Exercício 1 →
Com base no texto sobre cultura e diversidade, responda:
(a) Para Adam Kuper, que tipo de sistema é a cultura?
(b) Segundo Lévi-Strauss (1952), a diversidade nasce a partir de quê?
(c) No último parágrafo, que elementos são apontados como relacionados entre si nas configurações da cultura?
Exercício 2 → No texto sobre cultura e diversidade, reescreva em forma de lista o parágrafo que começa com "Culturas elaboradas por pessoas de uma mesma raça", mantendo suas informações principais.
Exercício 3 → Escreva a continuação do texto sobre cultura e diversidade, partindo da última frase apresentada.

----- Trecho selecionado

Assim, as sociedades modernas começaram a fragmentar elementos culturais, como por exemplo, classe, gênero, sexualidade, raça e nacionalidade. Essas mudanças interferiram na nossa identidade pessoal e abalaram a ideia que temos de nós próprios como sujeitos integrados.

Para começar, cultura não é transmitida por genes, ela não é uma questão de raça. Existem muito mais culturas humanas do que raças humanas”, afirma Claude Lévi-Strauss no texto Raça e História (1952). Para o autor Adam Kuper (2002), a cultura é uma questão de valores, cosmologia, estética e os princípios morais são expressados através de símbolos, sendo a cultura um sistema simbólico.

Culturas elaboradas por pessoas de uma mesma raça podem divergir tanto quanto culturas de grupos racialmente afastados. A diversidade nasce, segundo Lévi-Strauss (1952), a partir do contato com culturas diferentes, portanto, não se estabelece a partir do isolamento entre povos. Muitos costumes desenvolvidos por uma população tiveram origem não apenas de uma necessidade interna, mas sim de uma vontade de não serem atrasados em relação a um grupo vizinho, que possuía uma tecnologia diferente e mais avançada para conseguir algo para aquela sociedade.

No entanto, é preciso saber que a diversidade cultural pouquíssimas vezes pareceu algo natural, resultante das relações, sejam elas diretas ou indiretas, entre as sociedades. Lévi-Strauss (1952) ainda corrobora que, a diversidade cultural é vista como monstruosidade ou escândalo desde a Antiguidade. Afinal, “o que faz uma nação é o passado, o que justifica uma nação em oposição a outra é o passado”, como já escreveu Eric Hobsbawm (2000, p.271).

Adam Kuper utiliza uma citação de David Chaney (1994, p. 208) para dizer que a cultura representa uma ponte entre o indivíduo, suas identidades e a sociedade. Já James Clifford é usado para afirmar que a cultura serve para fazer diferença e por isso é preciso preservar “as funções diferenciais e relativistas do conceito”.

Existem hoje teorias modernas sobre cultura, na qual reciclam as anteriores. Para entender cultura é preciso desconstruí-la e explorar suas configurações, na qual elementos como língua, técnicas, ideologias e rituais estão relacionados entre si.

----------
----- Dados fornecidos

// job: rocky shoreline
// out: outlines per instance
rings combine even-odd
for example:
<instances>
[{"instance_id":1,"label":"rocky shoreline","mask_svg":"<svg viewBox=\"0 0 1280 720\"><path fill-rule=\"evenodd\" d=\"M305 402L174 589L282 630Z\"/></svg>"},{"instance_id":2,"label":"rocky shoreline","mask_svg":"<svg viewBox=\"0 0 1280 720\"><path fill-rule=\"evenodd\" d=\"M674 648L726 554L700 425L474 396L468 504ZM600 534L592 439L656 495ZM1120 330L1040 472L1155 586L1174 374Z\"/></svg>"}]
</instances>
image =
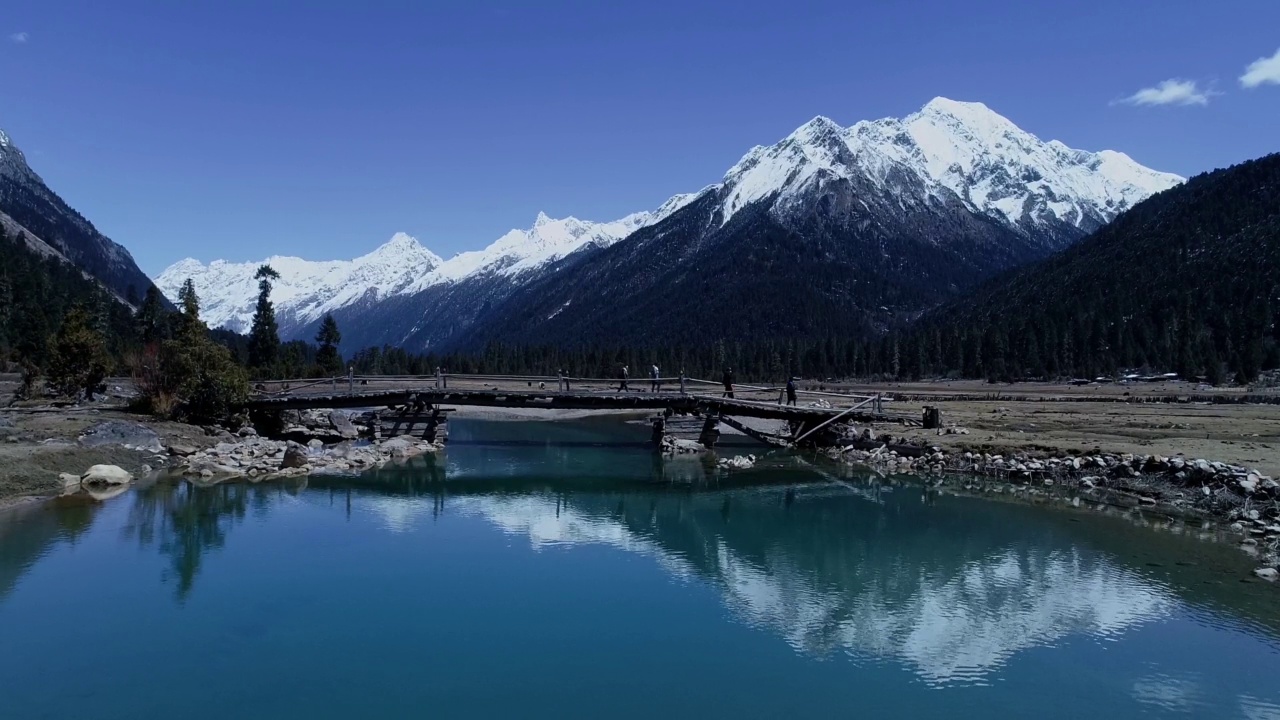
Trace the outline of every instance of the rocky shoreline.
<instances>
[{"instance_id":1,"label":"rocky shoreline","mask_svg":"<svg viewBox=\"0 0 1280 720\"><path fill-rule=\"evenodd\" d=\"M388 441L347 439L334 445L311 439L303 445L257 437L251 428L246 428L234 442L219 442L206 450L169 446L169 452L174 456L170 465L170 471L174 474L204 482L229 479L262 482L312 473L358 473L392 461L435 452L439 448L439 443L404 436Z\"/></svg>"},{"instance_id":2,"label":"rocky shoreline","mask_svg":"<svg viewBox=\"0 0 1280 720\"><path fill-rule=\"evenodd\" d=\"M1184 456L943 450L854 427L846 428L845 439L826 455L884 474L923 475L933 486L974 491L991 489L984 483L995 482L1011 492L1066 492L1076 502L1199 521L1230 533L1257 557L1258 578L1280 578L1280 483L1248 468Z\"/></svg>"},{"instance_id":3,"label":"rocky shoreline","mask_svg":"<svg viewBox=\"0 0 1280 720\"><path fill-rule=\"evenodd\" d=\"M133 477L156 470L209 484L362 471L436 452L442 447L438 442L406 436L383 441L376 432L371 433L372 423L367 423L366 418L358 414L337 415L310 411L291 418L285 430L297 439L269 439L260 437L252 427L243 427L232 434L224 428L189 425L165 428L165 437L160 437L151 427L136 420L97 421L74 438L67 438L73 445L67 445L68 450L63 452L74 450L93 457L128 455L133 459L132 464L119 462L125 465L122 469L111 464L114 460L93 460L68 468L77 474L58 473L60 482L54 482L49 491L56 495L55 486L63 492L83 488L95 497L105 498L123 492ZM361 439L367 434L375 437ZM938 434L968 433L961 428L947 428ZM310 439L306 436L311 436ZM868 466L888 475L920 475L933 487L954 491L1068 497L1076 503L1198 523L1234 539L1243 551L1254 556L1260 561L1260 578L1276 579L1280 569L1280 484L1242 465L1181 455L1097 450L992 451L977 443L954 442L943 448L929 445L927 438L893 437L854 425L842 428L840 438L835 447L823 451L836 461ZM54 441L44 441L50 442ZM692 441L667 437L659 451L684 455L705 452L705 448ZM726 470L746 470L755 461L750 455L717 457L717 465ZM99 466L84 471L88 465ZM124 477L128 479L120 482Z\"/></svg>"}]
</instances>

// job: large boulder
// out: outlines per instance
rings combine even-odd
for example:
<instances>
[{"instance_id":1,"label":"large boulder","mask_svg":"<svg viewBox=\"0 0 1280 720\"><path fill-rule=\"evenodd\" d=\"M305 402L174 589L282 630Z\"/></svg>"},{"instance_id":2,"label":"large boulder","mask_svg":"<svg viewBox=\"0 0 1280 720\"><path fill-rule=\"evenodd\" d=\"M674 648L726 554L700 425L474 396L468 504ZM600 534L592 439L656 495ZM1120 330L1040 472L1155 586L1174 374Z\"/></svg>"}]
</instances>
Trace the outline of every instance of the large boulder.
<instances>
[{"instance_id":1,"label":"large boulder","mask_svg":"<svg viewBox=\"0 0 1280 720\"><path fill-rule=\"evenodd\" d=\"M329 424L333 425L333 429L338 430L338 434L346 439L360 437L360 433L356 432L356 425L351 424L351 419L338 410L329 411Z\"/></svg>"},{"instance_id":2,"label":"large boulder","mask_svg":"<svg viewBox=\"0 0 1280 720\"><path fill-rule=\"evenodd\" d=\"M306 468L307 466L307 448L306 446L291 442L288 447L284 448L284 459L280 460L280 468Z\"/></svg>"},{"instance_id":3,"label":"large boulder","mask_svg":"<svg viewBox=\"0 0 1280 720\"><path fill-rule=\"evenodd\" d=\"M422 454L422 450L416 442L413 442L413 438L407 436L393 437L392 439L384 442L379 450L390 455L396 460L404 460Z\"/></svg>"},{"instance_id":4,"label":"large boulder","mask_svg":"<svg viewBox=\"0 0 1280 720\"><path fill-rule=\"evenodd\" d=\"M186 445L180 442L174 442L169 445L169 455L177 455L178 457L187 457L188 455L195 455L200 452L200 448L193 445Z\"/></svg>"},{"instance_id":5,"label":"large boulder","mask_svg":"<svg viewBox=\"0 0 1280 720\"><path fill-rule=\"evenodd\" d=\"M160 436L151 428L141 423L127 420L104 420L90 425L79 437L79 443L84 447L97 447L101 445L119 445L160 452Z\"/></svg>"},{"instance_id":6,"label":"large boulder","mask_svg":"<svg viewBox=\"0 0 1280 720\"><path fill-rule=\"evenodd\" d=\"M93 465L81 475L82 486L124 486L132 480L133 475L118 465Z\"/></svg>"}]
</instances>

----------

Resposta esperada 1 →
(a) Um sistema simbólico.
(b) Do contato com culturas diferentes, e não do isolamento entre povos.
(c) Língua, técnicas, ideologias e rituais.

Resposta esperada 2 →
- Culturas de pessoas da mesma raça podem divergir tanto quanto culturas de grupos racialmente afastados.
- Segundo Lévi-Strauss (1952), a diversidade nasce do contato com culturas diferentes, e não do isolamento entre povos.
- Muitos costumes de uma população surgiram não só de uma necessidade interna, mas da vontade de não ficar atrás de um grupo vizinho que tinha uma tecnologia diferente e mais avançada.

Resposta esperada 3 →
Explicando as operações que contém uma cultura, Michel de Certeau (1994) expõe pensamentos sobre relatos cotidianos e disserta sobre a noção de espaço. Para ele, os relatos transformam lugares em espaços e vice-versa e organizam as relações entre os indivíduos. Para que um lugar possa se tornar um espaço, é necessário que o indivíduo exerça dinâmicas de movimentos através do uso. É preciso que o lugar seja ocupado para ser transformado.

Segundo Hector Díaz-Polanco em Diez teis sobre identidad y globalización (2009), os idealistas da globalização prometeram não só um mundo igualitário socioeconomicamente, mas que se iniciaria uma era de grandes transformações no que se refere à igualdade entre classes e grupos nacionais. Porém, não imaginaram que o processo se daria de forma contrária.

Dentro disso, para explicar alguns processos da globalização, será utilizado o texto do Boaventura de Sousa Santos, Para uma concepção Intercultural dos Direitos Humanos, do livro chamado A Gramática do Tempo: para uma nova cultura política (2006). Souza Santos conceitua “localismo globalizado” como um processo pelo qual um fenômeno é globalizado com sucesso. Há também o “globalismo localizado” que pode envolver eliminação de comércio tradicional ou mesmo a criação de enclaves de comércio.

Para Stuart Hall (2011, p. 3-4), a globalização tem impacto na identidade cultural dos indivíduos. Assim, as sociedades modernas estão em constante mudança. A sociedade não é unificada e bem delimitada. Ela se produz através de mudanças evolucionárias a partir de si mesma.

Sousa Santos (2006) acredita que exista uma relatividade cultural, na qual se definiu como valores universais considerados fundamentais para a sociedade. Dessa maneira tudo é olhado do ponto de vista Ocidental, a questão sobre universalidade é baseada em uma dada cultura, olhada de um único ponto de vista.

Os movimentos anti-colonialistas sucedidos pela Segunda Guerra Mundial tiveram consequências na formação das minorias étnicas no Estado-nação moderno. Antes disso, existia um paradigma assimilacionista, que ansiava para que os imigrantes ingressassem de forma gradual e rápida na sociedade receptora.

De acordo com Hans Vermeulen, no livro Imigração, Integração e a Dimensão Política da Cultura (2001, p. 14), o conceito de assimilação é “um processo gradual, a-problemático e linear – alguns falam mesmo de teoria ‘linear’ (Gans, 1979) – pelo qual uma minoria étnica assimila a cultura da sociedade que a acolhe e, assim, deixa de existir enquanto minoria”. Essa perspectiva desenvolveu-se principalmente em Estados modernos como Estados Unidos e Austrália, países que devem sua formação aos imigrantes. Pensada para se apresentar como um processo natural de modernização, a assimilação subtende que a sociedade é acolhedora e aberta, se impondo pouco aos imigrantes.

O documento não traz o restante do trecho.